- _Document excerpt_

Herzog was part of an extraordinary moment in the early Seventies when German cinema suddenly came into its own. But whereas many of Herzog’s contemporaries (including Fassbinder and Wim Wenders) have since died or faded from view, he still makes film after film, and none of them pays heed to the staid conventions of film-making. Drama or documentary, fact or fiction, fantasy or reality, it’s all the same to him – storytelling is all that matters.
Now he’s working on a remake of Abel Ferrara’s Bad Lieutenant, this time starring Nicolas Cage So here we are, Herzog and I, in the Hollywood hills. He’s driving and I’m gently quizzing him when he makes a sudden diversion and casually remarks that we won’t be taking the high road, “because that’s where I was shot”. Yes, shot, by some lunatic with an air rifle, who had issues with film-makers. It happened, incidentally, while he was being interviewed by the BBC’s Culture Show.
He was remarkably relaxed about it. As he told me with a genial smile: “The way I make films, you shouldn’t complain. You have to anticipate everything. I’ve been ill, I’ve been arrested, I’ve been harassed and attacked, I’ve been shot at. I’ve even been caught up in a civil war which no one could have foreseen. People don’t believe this stuff. They think it’s all made up. But it isn’t.”

- _Provided material_
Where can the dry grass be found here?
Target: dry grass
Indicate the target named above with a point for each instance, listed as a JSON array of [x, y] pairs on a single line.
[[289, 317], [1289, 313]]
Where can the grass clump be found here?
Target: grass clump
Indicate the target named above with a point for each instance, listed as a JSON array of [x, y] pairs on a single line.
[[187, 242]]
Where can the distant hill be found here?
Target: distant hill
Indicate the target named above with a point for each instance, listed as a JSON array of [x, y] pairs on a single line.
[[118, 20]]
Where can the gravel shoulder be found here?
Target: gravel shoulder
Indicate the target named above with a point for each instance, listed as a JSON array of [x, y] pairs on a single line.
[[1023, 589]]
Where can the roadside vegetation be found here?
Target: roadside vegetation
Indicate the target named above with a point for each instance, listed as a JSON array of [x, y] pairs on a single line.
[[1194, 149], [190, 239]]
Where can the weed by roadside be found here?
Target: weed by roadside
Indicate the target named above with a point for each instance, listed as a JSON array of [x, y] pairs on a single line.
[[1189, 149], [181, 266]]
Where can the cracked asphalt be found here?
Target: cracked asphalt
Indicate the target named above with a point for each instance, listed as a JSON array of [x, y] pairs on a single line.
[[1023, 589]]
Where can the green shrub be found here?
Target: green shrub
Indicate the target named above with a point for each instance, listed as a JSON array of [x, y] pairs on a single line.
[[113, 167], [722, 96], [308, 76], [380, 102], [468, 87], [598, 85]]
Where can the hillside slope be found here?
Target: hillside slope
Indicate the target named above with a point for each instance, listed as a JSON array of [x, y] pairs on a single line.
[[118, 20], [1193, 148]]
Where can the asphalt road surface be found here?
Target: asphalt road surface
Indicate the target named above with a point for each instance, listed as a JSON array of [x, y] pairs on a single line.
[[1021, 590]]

- _Task to complete_
In the excerpt about Herzog, who is starring in his remake of Bad Lieutenant?

- _Response for this exercise_
Nicolas Cage